I had a level of 19 when my GP did a pin prick test on me before giving me, quite brutally, the news that I was diabetic. This she took after giving me a "wee" stick to use! I was given a tub of the sticks to use for a couple of weeks while they waited for a blood test to be done - took a couple of weeks to get the result back int hose days. Once I had the formal diagnosis of Type 2, I was encouraged to get a meter to test with and my strips and needles were prescribed free of charge.

Your GP should have told you how oftent to use the sticks- I had to use every morning- fist wee of the daya nd mid stream and record the results. If you haven't been given guidance and not been asked to make a second appointment to discuss the results, then I would get back on to the surgery and ask for this.

Most importantly though, don't panic- things will get better as the fog clears in your head! Big hugs to you xxxxxxx


----------



## ladyengineer (Aug 10, 2010)

Hi Kristeen

Being diagnosed is depressing and it feels like a big burden. It's taken me six months of facing it ostrich style (head well and truely in the ground) before coming to terms that this is something only I can do something about. I'm sure that most people have a similar story. 

There are no overnight solutions and you have to take one step at a time for me the first was having breakfast. It doesn't sound like much but it's a habit I've gotten into. If you try and deal with it all at once it is going to overwhelm you so take tiny steps.

That's my tupence worth for now 

L


----------



## wallycorker (Aug 11, 2010)

Hi Kristeen,

I'm a non-insulin dependent Type 2 myself diagnosed nearly ten years ago. I've sorted out ny situation by cutting back dramatically on the starchy carbohydrate that I eat - i.e. cereals, bread, potatoes, pasta, rice, pizza etc. In such cases doing that usually leads to a big reduction in blood glucose levels and very quickly too.

You can read details of how I changed my diet via the link below:

http://www.diabetessupport.co.uk/boards/showthread.php?t=6435

As a non-insulin dependent Type 2, I have found that a tremendous amount is achievable quite simply by making a few dietary changes.

Good luck and best wishes - John


----------



## everydayupsanddowns (Aug 11, 2010)

Hi Kristeen

Hope you are not feeling overwhelmed by information. Take it steady. You will get there.

Problem to work on. Write out the part of the diabetes forum thread that opens with the words containing "## ladyengineer (Aug" and closes with "a similar story.", copying it word for word.

Spatial localization data
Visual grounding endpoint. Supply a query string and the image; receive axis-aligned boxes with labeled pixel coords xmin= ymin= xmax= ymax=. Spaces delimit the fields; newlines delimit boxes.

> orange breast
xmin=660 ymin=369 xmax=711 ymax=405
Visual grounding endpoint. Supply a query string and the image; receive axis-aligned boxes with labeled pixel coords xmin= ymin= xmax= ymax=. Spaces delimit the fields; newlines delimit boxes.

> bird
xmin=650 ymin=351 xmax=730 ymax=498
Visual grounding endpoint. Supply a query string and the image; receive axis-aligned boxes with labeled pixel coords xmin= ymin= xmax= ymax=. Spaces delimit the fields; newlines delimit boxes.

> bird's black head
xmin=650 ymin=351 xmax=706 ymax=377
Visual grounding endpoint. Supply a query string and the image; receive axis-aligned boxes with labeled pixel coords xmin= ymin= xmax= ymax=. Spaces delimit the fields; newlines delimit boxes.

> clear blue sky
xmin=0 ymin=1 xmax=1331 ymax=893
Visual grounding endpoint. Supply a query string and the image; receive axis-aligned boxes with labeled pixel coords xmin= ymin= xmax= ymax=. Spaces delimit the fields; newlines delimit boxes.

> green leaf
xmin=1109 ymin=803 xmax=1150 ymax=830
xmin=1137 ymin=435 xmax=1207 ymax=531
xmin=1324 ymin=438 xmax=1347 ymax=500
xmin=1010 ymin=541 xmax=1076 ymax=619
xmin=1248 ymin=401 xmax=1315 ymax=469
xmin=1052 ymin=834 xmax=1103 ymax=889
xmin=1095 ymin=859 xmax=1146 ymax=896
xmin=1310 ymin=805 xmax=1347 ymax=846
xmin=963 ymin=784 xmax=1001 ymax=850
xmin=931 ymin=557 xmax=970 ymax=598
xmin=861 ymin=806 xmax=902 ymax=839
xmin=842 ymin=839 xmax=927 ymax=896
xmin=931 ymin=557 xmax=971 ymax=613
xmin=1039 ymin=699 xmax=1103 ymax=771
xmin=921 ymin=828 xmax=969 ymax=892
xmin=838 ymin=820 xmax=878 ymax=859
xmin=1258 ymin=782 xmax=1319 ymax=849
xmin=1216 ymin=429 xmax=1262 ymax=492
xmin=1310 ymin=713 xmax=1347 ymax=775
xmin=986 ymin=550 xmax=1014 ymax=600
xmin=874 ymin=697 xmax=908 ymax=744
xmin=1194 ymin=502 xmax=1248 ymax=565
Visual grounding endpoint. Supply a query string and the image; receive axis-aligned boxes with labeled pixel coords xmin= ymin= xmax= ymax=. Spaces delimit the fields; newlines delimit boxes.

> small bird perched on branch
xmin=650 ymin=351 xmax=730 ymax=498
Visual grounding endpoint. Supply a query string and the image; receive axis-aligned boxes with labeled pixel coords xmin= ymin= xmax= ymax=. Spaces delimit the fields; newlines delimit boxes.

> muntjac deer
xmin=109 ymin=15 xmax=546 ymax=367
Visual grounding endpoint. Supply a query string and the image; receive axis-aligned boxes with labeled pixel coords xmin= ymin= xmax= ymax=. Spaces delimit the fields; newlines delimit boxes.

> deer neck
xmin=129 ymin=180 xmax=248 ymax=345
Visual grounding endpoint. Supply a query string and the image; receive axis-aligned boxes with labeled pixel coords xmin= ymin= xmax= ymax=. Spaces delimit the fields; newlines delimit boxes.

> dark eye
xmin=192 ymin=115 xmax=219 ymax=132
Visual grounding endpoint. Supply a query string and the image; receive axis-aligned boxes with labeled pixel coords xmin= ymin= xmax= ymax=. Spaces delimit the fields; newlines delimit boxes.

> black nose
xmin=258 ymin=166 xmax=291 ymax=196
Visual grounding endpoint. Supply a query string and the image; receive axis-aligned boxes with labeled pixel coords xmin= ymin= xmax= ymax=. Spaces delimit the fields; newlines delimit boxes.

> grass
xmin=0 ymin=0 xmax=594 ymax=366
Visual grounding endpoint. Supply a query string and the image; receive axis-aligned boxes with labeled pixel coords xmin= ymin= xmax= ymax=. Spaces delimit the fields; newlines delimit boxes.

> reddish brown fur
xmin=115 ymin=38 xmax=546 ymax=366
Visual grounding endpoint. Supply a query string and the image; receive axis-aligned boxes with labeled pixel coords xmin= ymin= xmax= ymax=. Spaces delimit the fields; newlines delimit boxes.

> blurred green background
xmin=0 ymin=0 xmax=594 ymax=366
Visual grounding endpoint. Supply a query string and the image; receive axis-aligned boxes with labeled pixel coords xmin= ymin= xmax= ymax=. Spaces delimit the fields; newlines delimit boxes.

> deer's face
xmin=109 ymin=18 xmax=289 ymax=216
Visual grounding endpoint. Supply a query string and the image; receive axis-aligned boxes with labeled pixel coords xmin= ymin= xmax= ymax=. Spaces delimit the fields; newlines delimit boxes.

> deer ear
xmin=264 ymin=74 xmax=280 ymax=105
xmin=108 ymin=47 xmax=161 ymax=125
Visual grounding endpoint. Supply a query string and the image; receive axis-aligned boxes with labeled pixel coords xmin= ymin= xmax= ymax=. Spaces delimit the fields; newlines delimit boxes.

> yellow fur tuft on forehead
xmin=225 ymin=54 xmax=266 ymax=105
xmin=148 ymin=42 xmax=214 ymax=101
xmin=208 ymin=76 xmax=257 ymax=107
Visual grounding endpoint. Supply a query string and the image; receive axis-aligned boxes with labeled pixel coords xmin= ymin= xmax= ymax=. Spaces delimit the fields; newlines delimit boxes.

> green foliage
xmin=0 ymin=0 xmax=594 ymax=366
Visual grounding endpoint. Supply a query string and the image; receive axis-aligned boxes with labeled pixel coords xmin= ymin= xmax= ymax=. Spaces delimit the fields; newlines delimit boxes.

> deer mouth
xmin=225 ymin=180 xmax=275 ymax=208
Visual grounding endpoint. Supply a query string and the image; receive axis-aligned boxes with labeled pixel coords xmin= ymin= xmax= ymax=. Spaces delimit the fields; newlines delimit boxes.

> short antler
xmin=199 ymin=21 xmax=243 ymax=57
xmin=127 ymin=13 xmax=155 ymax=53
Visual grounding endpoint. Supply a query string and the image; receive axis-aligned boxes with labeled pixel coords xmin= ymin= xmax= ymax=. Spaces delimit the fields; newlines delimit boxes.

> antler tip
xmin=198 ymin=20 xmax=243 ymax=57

Answer section.
## ladyengineer (Aug 10, 2010)

Hi Kristeen

Being diagnosed is depressing and it feels like a big burden. It's taken me six months of facing it ostrich style (head well and truely in the ground) before coming to terms that this is something only I can do something about. I'm sure that most people have a similar story.